* _Required work_:
Rewrite the lines below as a Markdown table with two columns, Row and Line text, numbering each line in order and leaving out any blank lines.

+ + +

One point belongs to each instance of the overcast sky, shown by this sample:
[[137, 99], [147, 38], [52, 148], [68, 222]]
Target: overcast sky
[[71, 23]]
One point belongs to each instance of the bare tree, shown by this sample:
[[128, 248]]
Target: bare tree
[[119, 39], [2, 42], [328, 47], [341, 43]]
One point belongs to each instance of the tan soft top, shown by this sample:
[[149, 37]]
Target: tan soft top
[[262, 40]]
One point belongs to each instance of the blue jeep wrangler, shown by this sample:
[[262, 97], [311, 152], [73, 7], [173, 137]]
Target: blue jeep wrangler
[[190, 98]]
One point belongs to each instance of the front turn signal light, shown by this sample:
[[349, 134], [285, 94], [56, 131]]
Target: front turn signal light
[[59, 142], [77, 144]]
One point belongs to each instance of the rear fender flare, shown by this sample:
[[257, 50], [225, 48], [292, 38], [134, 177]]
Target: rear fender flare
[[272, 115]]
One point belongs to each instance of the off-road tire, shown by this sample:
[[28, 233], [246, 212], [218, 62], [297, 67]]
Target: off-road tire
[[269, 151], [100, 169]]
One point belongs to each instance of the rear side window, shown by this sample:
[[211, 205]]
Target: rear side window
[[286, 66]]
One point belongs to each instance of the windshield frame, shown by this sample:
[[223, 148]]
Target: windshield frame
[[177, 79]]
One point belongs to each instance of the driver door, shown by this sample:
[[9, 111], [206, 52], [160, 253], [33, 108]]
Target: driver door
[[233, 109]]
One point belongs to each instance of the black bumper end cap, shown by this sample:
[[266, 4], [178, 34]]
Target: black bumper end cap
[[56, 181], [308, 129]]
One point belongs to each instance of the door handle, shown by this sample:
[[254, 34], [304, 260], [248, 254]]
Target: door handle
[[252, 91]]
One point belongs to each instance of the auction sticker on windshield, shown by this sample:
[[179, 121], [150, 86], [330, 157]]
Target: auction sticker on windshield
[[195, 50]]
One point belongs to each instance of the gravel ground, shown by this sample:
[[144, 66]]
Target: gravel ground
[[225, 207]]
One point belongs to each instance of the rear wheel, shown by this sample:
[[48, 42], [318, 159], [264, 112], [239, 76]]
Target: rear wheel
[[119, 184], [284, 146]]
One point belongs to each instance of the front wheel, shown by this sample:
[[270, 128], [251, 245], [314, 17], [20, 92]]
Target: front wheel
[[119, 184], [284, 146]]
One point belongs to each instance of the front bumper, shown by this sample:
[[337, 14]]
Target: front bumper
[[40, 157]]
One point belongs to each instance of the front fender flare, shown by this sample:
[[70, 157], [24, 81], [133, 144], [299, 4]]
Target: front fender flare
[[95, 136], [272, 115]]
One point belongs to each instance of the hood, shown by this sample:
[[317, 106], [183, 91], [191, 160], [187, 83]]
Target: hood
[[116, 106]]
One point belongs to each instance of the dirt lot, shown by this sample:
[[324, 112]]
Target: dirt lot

+ + +

* _Solution for this exercise_:
| Row | Line text |
|---|---|
| 1 | One point belongs to each instance of the overcast sky, shown by this sample: |
| 2 | [[137, 99], [147, 38], [52, 148], [68, 222]] |
| 3 | Target: overcast sky |
| 4 | [[71, 23]] |
| 5 | One point belongs to each instance of the bare tree, shown by this sample: |
| 6 | [[128, 248]] |
| 7 | Target: bare tree |
| 8 | [[119, 39], [2, 42], [328, 47], [341, 43]] |
| 9 | One point belongs to each instance of the tan soft top, shown by this sample: |
| 10 | [[149, 37]] |
| 11 | Target: tan soft top |
| 12 | [[262, 40]] |
| 13 | One point belongs to each instance of the blue jeep wrangler, shown by this sample: |
| 14 | [[262, 97], [311, 152], [73, 7], [173, 137]] |
| 15 | Target: blue jeep wrangler |
| 16 | [[190, 98]] |
| 17 | One point belongs to each instance of the front turn signal light, shown by this sample: |
| 18 | [[349, 134], [285, 94], [56, 131]] |
| 19 | Target: front turn signal light |
| 20 | [[59, 142], [77, 144]] |
| 21 | One point belongs to each instance of the rear fender flare, shown by this sample: |
| 22 | [[257, 50], [225, 48], [292, 38], [134, 177]] |
| 23 | Target: rear fender flare |
| 24 | [[272, 115]] |
| 25 | One point belongs to each instance of the off-road tire, shown by this sample: |
| 26 | [[28, 233], [246, 212], [218, 62], [297, 67]] |
| 27 | Target: off-road tire |
| 28 | [[269, 151], [100, 169]] |
| 29 | One point belongs to each instance of the rear side window, shown by this sample: |
| 30 | [[211, 205]] |
| 31 | Target: rear side window |
| 32 | [[286, 66]] |
| 33 | One point belongs to each instance of the windshield frame, shown by this sample: |
| 34 | [[223, 148]] |
| 35 | Target: windshield frame |
| 36 | [[177, 79]] |
| 37 | One point belongs to each instance of the driver door, shown by this sample: |
| 38 | [[9, 111], [206, 52], [160, 253], [33, 108]] |
| 39 | Target: driver door |
| 40 | [[233, 109]] |
| 41 | One point belongs to each instance of the black bumper end cap, shown by this sample: |
| 42 | [[266, 4], [178, 34]] |
| 43 | Target: black bumper end cap |
| 44 | [[56, 181], [308, 129]] |
| 45 | One point belongs to each instance of the door handle, shown by this sample: |
| 46 | [[254, 34], [304, 260], [248, 254]] |
| 47 | Target: door handle |
| 48 | [[252, 91]] |
| 49 | One point belongs to each instance of the auction sticker on windshield, shown by this sample: |
| 50 | [[179, 121], [150, 86], [330, 157]] |
| 51 | Target: auction sticker on windshield |
| 52 | [[195, 50]] |
| 53 | One point belongs to each instance of the gravel ground, shown by this sample: |
| 54 | [[144, 66]] |
| 55 | Target: gravel ground |
| 56 | [[225, 207]] |
| 57 | One point belongs to each instance of the rear wheel, shown by this sample: |
| 58 | [[48, 42], [318, 159], [264, 112], [239, 76]] |
| 59 | Target: rear wheel |
| 60 | [[119, 184], [284, 146]] |
| 61 | One point belongs to each instance of the front wheel, shown by this sample: |
| 62 | [[270, 128], [251, 245], [314, 17], [20, 92]] |
| 63 | Target: front wheel |
| 64 | [[119, 184], [284, 146]] |
| 65 | One point belongs to each instance of the front bumper, shown by this sample: |
| 66 | [[337, 14]] |
| 67 | Target: front bumper |
| 68 | [[40, 157]] |
| 69 | One point belongs to each instance of the front fender flare, shown by this sample: |
| 70 | [[70, 157], [24, 81], [133, 144], [299, 4]] |
| 71 | Target: front fender flare |
| 72 | [[95, 136], [272, 115]] |
| 73 | One point belongs to each instance of the hood, shown by this sample: |
| 74 | [[317, 106], [183, 91], [191, 160], [187, 83]] |
| 75 | Target: hood |
| 76 | [[116, 106]] |
| 77 | One point belongs to each instance of the dirt lot, shown by this sample: |
| 78 | [[324, 112]] |
| 79 | Target: dirt lot |